◆ **Exercise tasks**:
a – In the passage on prenatal life, what name does the unborn child say she wants to be called?
b – Using the passage on prenatal life, explain why premature delivery was considered the worst possible outcome of the 1999 surgery.
c – Continue the passage on prenatal life from its last sentence.

------ Document passage

OCTOBER 19–Some say that I am not a real person yet, that only my mother exists. But I am a real person, just as a small crumb of bread is yet truly bread. My mother is. And I am.

OCTOBER 23–My mouth is just beginning to open now. Just think, in a year or so I shall be laughing and later talking. I know what my first word will be: MAMA.

OCTOBER 25–My heart began to beat today all by itself. From now on it shall gently beat for the rest of my life without ever stopping to rest! And after many years it will tire. It will stop, and then I shall die.

NOVEMBER 2–I am growing a bit every day. My arms and legs are beginning to take shape. But I have to wait a long time yet before those little legs will raise me to my mother’s arms, before these little arms will be able to gather flowers and embrace my father.

NOVEMBER 12–Tiny fingers are beginning to form on my hands. Funny how small They are! I’ll be able to stroke my mother’s hair with them.

NOVEMBER 20–It wasn’t until today that the doctor told mom that I am living here under her heart. Oh, how happy she must be! Are you happy, mom?

NOVEMBER 25–My mom and dad are probably thinking about a name for me. But they don’t even know that I am a little girl. I want to be called Kathy. I am getting so big already.

DECEMBER 10–My hair is growing. It is smooth and bright and shiny. I wonder what kind of hair mom has.

DECEMBER 13–I am just about able to see. It is dark around me. When mom brings me into the world it will be full of sunshine and flowers. But what I want more than anything is to see my mom. How do you look, mom?

DECEMBER 24–I wonder if mom hears the whispering of my heart? Some children come into the world a little sick. But my heart is strong and healthy. It beats so evenly: tup-tup, tup-tup. You’ll have a healthy little daughter, mom!

DECEMBER 28– Today my mother killed me.



As a veteran photojournalist in Nashville, Tennessee, I was hired by USA Today newspaper to photograph a spina bifida corrective surgical procedure. It was to be performed on a twenty-one week old fetus in utero at Vanderbilt University Medical Center. At that time, in 1999, twenty-one weeks in utero was the earliest that the surgical team would consider for surgery. The worst possible outcome would be that the surgery would cause premature delivery, and no child born earlier than twenty-three weeks had survived.

------------
------ Information supplied

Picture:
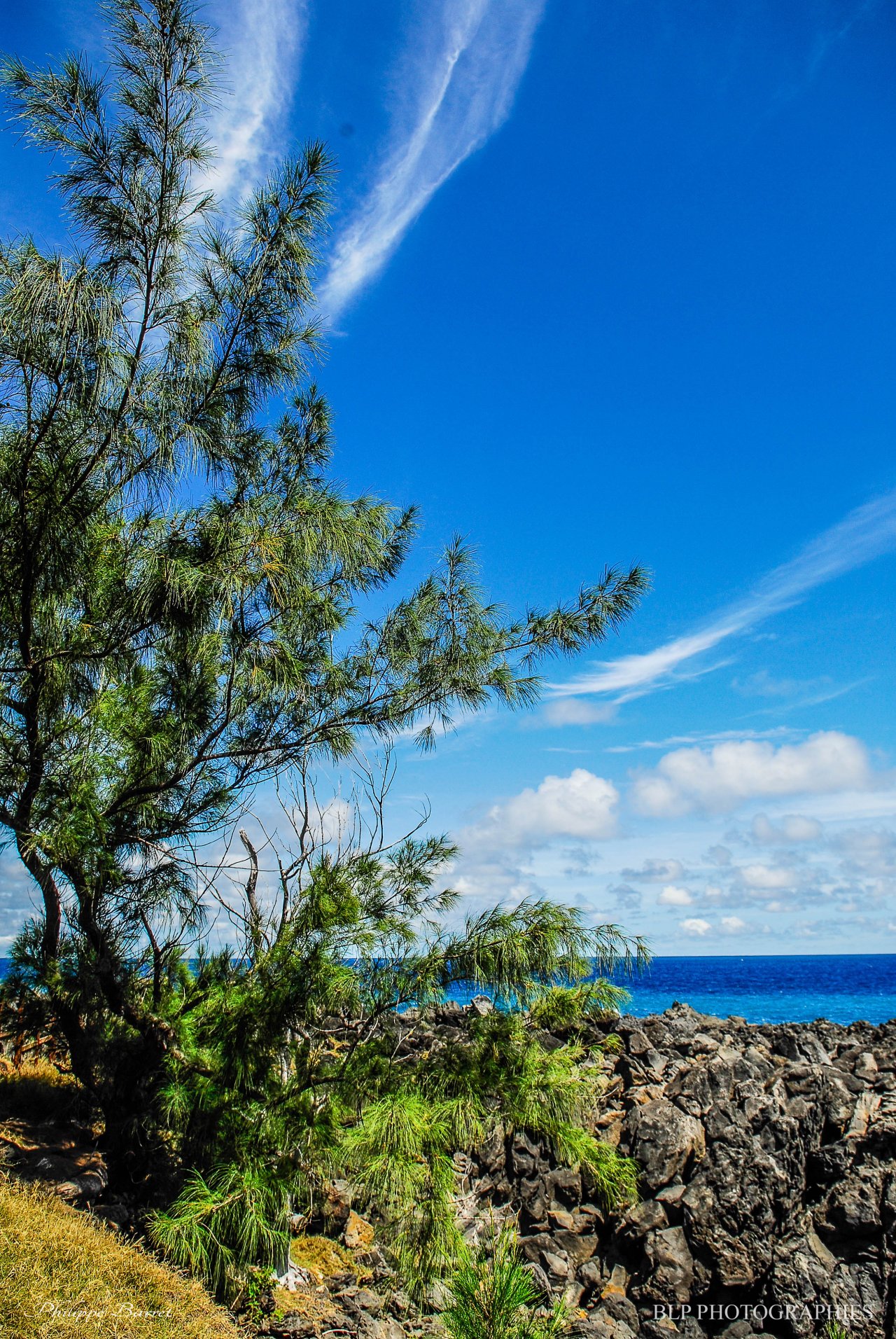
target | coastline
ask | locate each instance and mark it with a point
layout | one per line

------------
------ Information supplied

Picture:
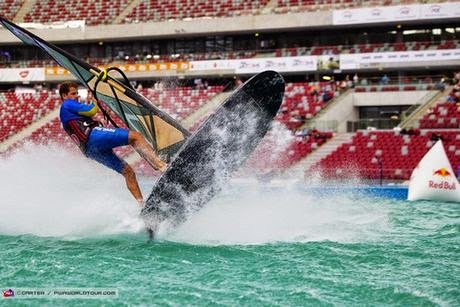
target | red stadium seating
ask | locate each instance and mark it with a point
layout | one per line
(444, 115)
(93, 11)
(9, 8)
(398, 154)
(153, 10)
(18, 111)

------------

◆ **Answers by task**:
a – Kathy.

b – The surgery was performed on a twenty-one-week-old fetus, so a premature delivery would have produced a baby younger than twenty-three weeks. No child born earlier than twenty-three weeks had survived.

c –
The tension could be felt in the operating room as the surgery began. A typical C-section incision was made to access the uterus, which was then lifted out and laid at the junction of the mother’s thighs. The entire procedure would take place within the uterus, and no part of the child was to breach the surgical opening. During the procedure, the position of the fetus was adjusted by gently manipulating the outside of the uterus. The entire surgical procedure on the child was completed in 1 hour and thirteen minutes. When it was over, the surgical team breathed a sigh of relief, as did I.

As a doctor asked me what speed of film I was using, out of the corner of my eye I saw the uterus shake, but no one’s hands were near it. It was shaking from within. Suddenly, an entire arm thrust out of the opening, then pulled back until just a little hand was showing. The doctor reached over and lifted the hand, which reacted and squeezed the doctor’s finger. As if testing for strength, the doctor shook the tiny fist. Samuel held firm. I took the picture! Wow! It happened so fast that the nurse standing next to me asked, “What happened?” “The child reached out,” I said. “Oh. They do that all the time,” she responded.

The surgical opening to the uterus was closed and the uterus was then put back into the mother and the C-section opening was closed.

It was ten days before I knew if the picture was even in focus. To ensure no digital manipulation of images before they see them, USA Today requires that film be submitted unprocessed. When the photo editor finally phoned me he said, “It’s the most incredible picture I’ve ever seen.”

– Michael Clancy

“The greatest gift I could ever have received as a photojournalist was given to me by an unborn child. A moment in time. Samuel held tight enough ….. and long enough to stop the action in this picture.”